Dia menyerukan demiliterisasi Palestina, yang mengakui negara Yahudi.
Tetapi negosiasi gagal pada akhir 2010. Dia kemudian memperkuat posisinya dengan menyatakan dalam wawancara radio pada 2019 bahwa "Negara Palestina tidak akan dibuat, tidak seperti yang dibicarakan orang. Itu tidak akan terjadi."
Serangan ke Gaza
Sebelum dan setelah Netanyahu kembali menjabat pada tahun 2009, rupanya serangan Palestina dan aksi militer Israel membawa ‘negeri Zionis’ itu dalam konfrontasi di dalam dan sekitar Jalur Gaza.
Netanyahu pada akhir 2012, memerintahkan serangan besar-besaran setelah eskalasi tembakan roket ke Israel.
::::
▶ **Daftar Tugas**:
• A. Tolong kutip bagian teks tentang Netanyahu mulai dari "Serangan ke Gaza" sampai dengan "roket ke Israel.".
• B. Sebutkan semua tahun yang disebut dalam teks tentang Netanyahu, sesuai urutan kemunculannya.
::::
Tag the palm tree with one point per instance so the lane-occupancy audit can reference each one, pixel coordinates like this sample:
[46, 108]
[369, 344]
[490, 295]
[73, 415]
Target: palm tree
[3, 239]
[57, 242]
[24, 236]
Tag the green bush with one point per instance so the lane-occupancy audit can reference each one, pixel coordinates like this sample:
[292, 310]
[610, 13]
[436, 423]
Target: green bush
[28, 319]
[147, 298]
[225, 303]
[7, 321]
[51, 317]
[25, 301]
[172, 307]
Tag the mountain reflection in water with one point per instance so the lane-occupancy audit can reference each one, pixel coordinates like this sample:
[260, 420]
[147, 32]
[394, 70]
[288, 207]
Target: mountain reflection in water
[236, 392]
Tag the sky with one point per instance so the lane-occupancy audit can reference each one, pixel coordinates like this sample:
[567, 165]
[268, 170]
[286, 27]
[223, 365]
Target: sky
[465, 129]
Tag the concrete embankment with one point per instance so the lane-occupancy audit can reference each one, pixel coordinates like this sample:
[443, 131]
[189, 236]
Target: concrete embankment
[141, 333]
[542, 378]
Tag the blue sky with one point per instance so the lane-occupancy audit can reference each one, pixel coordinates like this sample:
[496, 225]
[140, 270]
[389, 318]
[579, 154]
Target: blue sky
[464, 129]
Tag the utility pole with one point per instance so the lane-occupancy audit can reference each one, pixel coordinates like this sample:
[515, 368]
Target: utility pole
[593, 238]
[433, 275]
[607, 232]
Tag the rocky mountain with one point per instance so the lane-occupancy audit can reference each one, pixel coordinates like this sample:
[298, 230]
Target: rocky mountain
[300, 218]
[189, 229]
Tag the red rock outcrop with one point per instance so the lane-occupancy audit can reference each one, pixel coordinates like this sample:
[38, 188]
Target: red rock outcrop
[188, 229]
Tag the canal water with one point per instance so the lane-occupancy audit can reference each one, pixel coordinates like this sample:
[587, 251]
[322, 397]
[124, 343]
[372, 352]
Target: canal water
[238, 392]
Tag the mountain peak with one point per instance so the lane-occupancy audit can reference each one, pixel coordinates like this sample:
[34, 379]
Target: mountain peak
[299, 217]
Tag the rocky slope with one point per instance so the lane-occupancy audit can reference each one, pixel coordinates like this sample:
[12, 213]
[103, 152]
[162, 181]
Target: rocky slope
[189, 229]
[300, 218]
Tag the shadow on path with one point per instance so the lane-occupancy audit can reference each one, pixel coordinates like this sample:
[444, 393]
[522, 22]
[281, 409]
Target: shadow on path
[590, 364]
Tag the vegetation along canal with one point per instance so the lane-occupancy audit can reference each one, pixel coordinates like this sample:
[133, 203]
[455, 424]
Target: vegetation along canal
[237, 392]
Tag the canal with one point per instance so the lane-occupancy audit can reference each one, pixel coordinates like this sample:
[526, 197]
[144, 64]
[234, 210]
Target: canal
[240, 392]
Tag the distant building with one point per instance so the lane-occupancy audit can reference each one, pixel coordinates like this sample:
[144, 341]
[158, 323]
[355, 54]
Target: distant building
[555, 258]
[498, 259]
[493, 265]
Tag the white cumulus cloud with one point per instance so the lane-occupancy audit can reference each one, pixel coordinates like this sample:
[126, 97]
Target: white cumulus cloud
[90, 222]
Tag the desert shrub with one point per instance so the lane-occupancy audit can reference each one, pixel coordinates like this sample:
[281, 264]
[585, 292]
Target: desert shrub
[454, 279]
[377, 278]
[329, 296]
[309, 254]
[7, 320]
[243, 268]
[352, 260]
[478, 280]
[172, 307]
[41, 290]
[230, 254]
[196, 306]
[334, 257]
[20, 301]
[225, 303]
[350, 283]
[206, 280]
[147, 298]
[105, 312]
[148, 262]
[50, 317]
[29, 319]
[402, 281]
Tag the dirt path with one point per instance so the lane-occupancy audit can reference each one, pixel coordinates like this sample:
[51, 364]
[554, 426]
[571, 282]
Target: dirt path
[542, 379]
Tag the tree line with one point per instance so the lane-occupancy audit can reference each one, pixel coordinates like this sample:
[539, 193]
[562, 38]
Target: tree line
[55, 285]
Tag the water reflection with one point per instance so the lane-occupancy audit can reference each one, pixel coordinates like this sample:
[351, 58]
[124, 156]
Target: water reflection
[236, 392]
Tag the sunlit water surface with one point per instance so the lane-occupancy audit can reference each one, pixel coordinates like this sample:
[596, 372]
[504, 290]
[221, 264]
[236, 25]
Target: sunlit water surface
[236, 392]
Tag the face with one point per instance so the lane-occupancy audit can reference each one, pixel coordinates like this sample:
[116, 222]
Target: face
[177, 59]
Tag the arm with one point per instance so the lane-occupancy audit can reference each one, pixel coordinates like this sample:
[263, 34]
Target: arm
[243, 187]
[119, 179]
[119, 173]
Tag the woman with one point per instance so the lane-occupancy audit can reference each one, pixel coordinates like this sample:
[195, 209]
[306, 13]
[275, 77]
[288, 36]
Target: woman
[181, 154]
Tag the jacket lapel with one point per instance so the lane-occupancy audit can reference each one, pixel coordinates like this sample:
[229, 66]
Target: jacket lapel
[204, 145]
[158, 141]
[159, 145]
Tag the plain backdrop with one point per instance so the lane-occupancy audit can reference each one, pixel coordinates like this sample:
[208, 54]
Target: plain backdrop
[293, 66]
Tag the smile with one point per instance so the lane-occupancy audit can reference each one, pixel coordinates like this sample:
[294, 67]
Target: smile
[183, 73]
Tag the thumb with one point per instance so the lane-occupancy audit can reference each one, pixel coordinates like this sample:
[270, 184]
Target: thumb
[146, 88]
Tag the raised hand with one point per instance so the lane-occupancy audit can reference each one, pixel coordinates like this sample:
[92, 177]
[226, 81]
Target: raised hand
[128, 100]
::::
▶ **Jawaban Tiap Tugas**:
• A.
Serangan ke Gaza
Sebelum dan setelah Netanyahu kembali menjabat pada tahun 2009, rupanya serangan Palestina dan aksi militer Israel membawa ‘negeri Zionis’ itu dalam konfrontasi di dalam dan sekitar Jalur Gaza.
Netanyahu pada akhir 2012, memerintahkan serangan besar-besaran setelah eskalasi tembakan roket ke Israel.

• B. 2010, 2019, 2009, 2012